Set down the listing again, word for word.
□ □ □ □ □ □ □
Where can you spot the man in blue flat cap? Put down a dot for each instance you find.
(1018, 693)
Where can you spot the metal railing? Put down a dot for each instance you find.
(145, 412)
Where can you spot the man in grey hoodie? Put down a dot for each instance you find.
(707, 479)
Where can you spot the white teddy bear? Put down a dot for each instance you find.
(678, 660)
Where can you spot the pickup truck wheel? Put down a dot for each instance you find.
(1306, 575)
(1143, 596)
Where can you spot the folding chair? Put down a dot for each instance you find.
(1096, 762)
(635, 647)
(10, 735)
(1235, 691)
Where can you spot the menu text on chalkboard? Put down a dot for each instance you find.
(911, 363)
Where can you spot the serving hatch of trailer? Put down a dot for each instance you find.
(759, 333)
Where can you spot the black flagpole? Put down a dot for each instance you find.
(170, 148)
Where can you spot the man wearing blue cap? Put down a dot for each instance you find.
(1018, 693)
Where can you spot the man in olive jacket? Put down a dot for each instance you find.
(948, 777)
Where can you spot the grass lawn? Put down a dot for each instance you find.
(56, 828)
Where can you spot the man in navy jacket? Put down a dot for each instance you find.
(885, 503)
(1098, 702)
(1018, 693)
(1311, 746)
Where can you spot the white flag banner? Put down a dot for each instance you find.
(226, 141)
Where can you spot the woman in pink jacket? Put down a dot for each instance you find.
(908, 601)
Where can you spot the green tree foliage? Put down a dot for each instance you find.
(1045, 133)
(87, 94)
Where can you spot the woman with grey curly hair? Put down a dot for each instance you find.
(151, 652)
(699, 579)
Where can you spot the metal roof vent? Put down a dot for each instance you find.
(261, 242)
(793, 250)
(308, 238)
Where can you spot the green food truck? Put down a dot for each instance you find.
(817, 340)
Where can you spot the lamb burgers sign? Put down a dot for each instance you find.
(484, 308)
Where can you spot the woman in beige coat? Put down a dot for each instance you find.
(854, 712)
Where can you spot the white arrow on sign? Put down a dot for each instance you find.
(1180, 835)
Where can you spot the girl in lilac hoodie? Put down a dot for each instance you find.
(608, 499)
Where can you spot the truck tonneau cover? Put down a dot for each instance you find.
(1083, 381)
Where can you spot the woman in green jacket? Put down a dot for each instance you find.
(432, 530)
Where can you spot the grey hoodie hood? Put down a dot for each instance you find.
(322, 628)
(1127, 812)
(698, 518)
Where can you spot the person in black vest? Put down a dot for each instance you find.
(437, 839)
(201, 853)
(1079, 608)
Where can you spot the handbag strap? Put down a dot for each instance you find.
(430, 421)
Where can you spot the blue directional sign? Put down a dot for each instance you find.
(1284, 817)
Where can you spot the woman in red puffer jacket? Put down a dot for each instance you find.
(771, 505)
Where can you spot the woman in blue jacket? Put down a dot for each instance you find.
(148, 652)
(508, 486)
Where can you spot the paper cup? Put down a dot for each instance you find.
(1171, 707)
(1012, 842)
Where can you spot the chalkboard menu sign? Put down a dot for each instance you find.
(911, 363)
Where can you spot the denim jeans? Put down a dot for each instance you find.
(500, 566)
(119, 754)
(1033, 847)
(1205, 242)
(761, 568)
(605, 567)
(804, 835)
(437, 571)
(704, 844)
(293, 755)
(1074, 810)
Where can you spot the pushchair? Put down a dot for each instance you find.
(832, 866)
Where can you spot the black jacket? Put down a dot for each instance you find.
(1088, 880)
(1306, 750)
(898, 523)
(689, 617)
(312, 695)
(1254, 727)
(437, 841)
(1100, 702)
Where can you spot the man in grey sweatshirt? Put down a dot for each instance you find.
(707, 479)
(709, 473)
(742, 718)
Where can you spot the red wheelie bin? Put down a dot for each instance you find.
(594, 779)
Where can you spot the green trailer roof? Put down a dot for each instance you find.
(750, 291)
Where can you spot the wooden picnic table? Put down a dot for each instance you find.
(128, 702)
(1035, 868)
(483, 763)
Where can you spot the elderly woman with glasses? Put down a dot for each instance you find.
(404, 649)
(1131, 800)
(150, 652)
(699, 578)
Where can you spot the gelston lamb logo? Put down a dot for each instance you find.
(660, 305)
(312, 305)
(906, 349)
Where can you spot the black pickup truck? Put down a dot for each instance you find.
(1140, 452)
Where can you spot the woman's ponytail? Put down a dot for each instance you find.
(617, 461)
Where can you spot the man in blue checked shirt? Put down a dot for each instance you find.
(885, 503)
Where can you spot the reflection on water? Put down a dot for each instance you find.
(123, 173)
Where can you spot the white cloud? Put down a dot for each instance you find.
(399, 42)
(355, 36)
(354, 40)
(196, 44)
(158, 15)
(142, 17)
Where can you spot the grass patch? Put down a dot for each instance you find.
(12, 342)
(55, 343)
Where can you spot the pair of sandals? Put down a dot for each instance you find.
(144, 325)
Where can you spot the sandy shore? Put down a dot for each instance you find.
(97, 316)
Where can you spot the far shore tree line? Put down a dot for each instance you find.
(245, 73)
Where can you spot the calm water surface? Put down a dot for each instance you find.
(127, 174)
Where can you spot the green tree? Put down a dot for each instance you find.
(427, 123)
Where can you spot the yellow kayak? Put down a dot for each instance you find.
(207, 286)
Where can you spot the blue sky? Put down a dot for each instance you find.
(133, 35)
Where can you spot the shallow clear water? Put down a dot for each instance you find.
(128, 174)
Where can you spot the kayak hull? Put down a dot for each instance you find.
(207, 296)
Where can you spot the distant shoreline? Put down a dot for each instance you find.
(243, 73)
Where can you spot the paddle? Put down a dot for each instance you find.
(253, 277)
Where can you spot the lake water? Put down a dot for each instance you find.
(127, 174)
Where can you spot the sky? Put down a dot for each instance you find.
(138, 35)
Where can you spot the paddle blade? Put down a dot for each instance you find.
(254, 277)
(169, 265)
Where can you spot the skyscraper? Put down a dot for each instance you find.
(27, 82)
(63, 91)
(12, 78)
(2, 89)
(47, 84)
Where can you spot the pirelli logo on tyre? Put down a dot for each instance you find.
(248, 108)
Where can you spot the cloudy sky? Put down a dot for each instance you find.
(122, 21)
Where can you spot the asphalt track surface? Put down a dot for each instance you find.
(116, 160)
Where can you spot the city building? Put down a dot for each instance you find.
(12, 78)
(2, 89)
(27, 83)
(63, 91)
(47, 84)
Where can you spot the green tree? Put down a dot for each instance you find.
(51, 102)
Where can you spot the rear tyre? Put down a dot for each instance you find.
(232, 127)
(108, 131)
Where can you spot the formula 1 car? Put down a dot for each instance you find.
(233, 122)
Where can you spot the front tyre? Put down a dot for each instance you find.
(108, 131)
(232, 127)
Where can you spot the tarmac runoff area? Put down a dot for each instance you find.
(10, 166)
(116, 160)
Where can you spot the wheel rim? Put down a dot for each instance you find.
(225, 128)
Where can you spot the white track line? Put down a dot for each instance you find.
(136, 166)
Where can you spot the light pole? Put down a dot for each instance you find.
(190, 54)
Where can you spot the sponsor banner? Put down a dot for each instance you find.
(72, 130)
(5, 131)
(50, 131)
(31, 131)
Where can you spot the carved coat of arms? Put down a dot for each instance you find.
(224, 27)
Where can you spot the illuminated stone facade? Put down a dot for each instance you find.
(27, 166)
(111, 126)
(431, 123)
□ □ □ □ □ □ □
YOUR RESPONSE:
Where can you spot the man in blue flat cap? Put down a dot for each instance you find.
(1018, 693)
Where can you spot the metal railing? Put down a dot for each instance you find.
(145, 412)
Where can you spot the man in grey hoodie? Put down a dot for each instance you find.
(707, 479)
Where can you spot the white teddy bear? Put down a dot for each instance you find.
(678, 660)
Where can you spot the pickup truck wheel? Put down a dot for each instance you find.
(1306, 575)
(1143, 596)
Where can you spot the folding chair? Put down a dot for each instance you find.
(1096, 762)
(635, 647)
(10, 735)
(1235, 691)
Where can you spot the menu text on chalkboard? Put down a dot for each instance you find.
(911, 363)
Where can you spot the serving hatch of trailer? Put down a dot for each instance you find.
(759, 333)
Where can you spot the black flagpole? Put down a dot for each instance you find.
(170, 148)
Where can you spot the man wearing blue cap? Put down a dot for each instance you find.
(1018, 693)
Where can you spot the man in olive jacket? Put down a dot for each instance you find.
(948, 777)
Where can you spot the grass lawn? Put down a dot for each instance you find.
(56, 828)
Where can you spot the man in navy jacket? Put down a dot for each instance you find.
(885, 503)
(1098, 702)
(1018, 693)
(1311, 746)
Where can you spot the white flag banner? Put down a dot for each instance you find.
(226, 141)
Where can you spot the woman in pink jacket? Put down a dot for each instance you find.
(908, 601)
Where can you spot the green tree foliage? Put down a dot for each instance you find.
(1045, 133)
(87, 94)
Where can you spot the woman with grey curly hair? Put down a dot for each instance you find.
(151, 652)
(699, 579)
Where can you spot the metal roof vent? Put down a dot for each instance you find.
(261, 242)
(793, 250)
(308, 238)
Where can you spot the green food truck? Put down a dot for each instance you find.
(817, 340)
Where can you spot the lamb burgers sign? Put down a dot for each instance you find.
(484, 308)
Where can you spot the woman in beige coat? Put down a dot for each instance you find.
(854, 712)
Where can you spot the white arrow on sign? Put down a dot for each instance you find.
(1180, 835)
Where can you spot the girl in lilac hoodie? Put down a dot for each instance you find.
(608, 499)
Where can you spot the truck tonneau cover? Put down a dot for each instance you find.
(1083, 381)
Where can you spot the woman in green jacket? Put down a dot for each instance you find.
(432, 530)
Where can you spot the grey hoodie hood? Put down a dot for each instance you find.
(322, 628)
(1127, 812)
(698, 518)
Where can you spot the person in black vest? Put down a dot for each instance you find.
(437, 839)
(201, 853)
(1079, 608)
Where can you spot the handbag strap? Put down a dot for each instance you find.
(430, 421)
Where can you spot the blue directional sign? Put down a dot for each instance you find.
(1284, 817)
Where can you spot the woman in red puffer jacket? Put down a dot for each instance you find.
(771, 505)
Where can you spot the woman in blue jacket? Put down a dot for each instance you find.
(148, 652)
(508, 486)
Where can you spot the paper cup? Put down a dot for each instance you find.
(1171, 707)
(1012, 842)
Where can you spot the chalkboard menu sign? Put down a dot for each instance you find.
(911, 363)
Where can you spot the denim jeans? Put down a dot for each instance you find.
(500, 566)
(119, 754)
(1033, 847)
(1205, 242)
(761, 568)
(605, 567)
(804, 835)
(437, 571)
(704, 844)
(293, 755)
(1074, 810)
Where can you spot the pushchair? Put down a dot for each instance you find.
(832, 866)
Where can you spot the black jacket? Put down a dot for each instance you find.
(1088, 880)
(1306, 750)
(898, 523)
(689, 617)
(312, 695)
(1254, 727)
(437, 841)
(1100, 702)
Where can you spot the man in grey sweatshirt? Put down a dot for each instance you find.
(707, 479)
(709, 473)
(742, 718)
Where can you spot the red wheelie bin? Put down a dot for each instance you find.
(594, 779)
Where can you spot the green trailer roof? Put down a dot for each instance you find.
(750, 291)
Where can you spot the wooden picnic table? Put down a dot for each instance you find.
(128, 702)
(1035, 868)
(483, 763)
Where can you spot the elderly woman with glasses? Put down a dot for each instance you find.
(404, 649)
(1131, 800)
(150, 652)
(699, 578)
Where can you spot the gelston lamb logo? Put down a dot for each instance you find.
(660, 305)
(312, 305)
(906, 349)
Where can you spot the black pickup truck? Put down a dot for each instance you find.
(1140, 452)
Where can you spot the woman's ponytail? Put down a dot for each instance you find.
(617, 461)
Where can you spot the man in blue checked shirt? Put down a dot for each instance you find.
(885, 503)
Where can you spot the reflection on water? Put down a dot for each instance you find.
(123, 173)
Where can you spot the white cloud? Put down a dot for each instance you find.
(399, 42)
(355, 36)
(354, 40)
(196, 44)
(158, 15)
(142, 17)
Where can you spot the grass patch? Put down a dot for each instance you find.
(12, 342)
(55, 343)
Where can you spot the pair of sandals? Put down a dot for each instance you find.
(144, 325)
Where can you spot the sandy shore? Put down a dot for each instance you find.
(97, 316)
Where can you spot the far shore tree line? Put down a dot for each instance you find.
(245, 73)
Where can you spot the calm water surface? Put down a dot for each instance you find.
(127, 174)
Where can you spot the green tree? Put down a dot for each instance you find.
(427, 123)
Where can you spot the yellow kayak? Put down a dot for each instance you find.
(207, 286)
Where can you spot the blue sky? Put down a dot for each instance you find.
(133, 35)
Where can you spot the shallow clear water? Put down a dot for each instance you find.
(128, 174)
Where can you spot the kayak hull? Put down a dot for each instance you find.
(207, 296)
Where can you spot the distant shoreline? Put down a dot for each instance you find.
(243, 73)
Where can you spot the paddle? Put down a dot for each instance you find.
(253, 277)
Where can you spot the lake water? Put down a dot for each instance you find.
(127, 174)
Where can you spot the sky? Put down a dot for each instance you find.
(138, 35)
Where can you spot the paddle blade? Put down a dot for each instance you find.
(254, 277)
(169, 265)
Where can you spot the skyscraper? Put down a dot for each instance you find.
(27, 82)
(63, 91)
(12, 78)
(2, 89)
(47, 84)
Where can you spot the pirelli logo on tyre? Put down a dot for each instance you find.
(248, 108)
Where can you spot the cloudy sky? Put down a dot for each instance you find.
(122, 21)
Where can you spot the asphalt track surface? Put down a dot for each instance you find.
(116, 160)
Where can you spot the city building? Put down a dot for each instance you find.
(12, 78)
(2, 89)
(27, 83)
(63, 91)
(47, 84)
Where can you spot the green tree? Put down a dot for each instance you find.
(51, 102)
Where can you spot the rear tyre? Put down a dot for each instance you find.
(232, 127)
(108, 131)
Where can you spot the formula 1 car? Put down a dot for each instance you find.
(233, 122)
Where can you spot the front tyre? Put down a dot for each instance you find.
(108, 131)
(232, 127)
Where can you spot the tarmac runoff area? Put down a dot for each instance you find.
(10, 166)
(116, 160)
Where can you spot the wheel rim? Put down a dot for each instance you find.
(225, 128)
Where can you spot the white track line? Put down a dot for each instance you find.
(136, 166)
Where can you spot the light pole? Put down a dot for each instance you find.
(190, 54)
Where can you spot the sponsor banner? Put down a dot for each instance you find.
(72, 130)
(5, 131)
(50, 131)
(31, 131)
Where can you spot the carved coat of arms? Put down a dot for each instance you find.
(224, 27)
Where can you spot the illuminated stone facade? Put down a dot for each instance you find.
(27, 166)
(111, 126)
(431, 123)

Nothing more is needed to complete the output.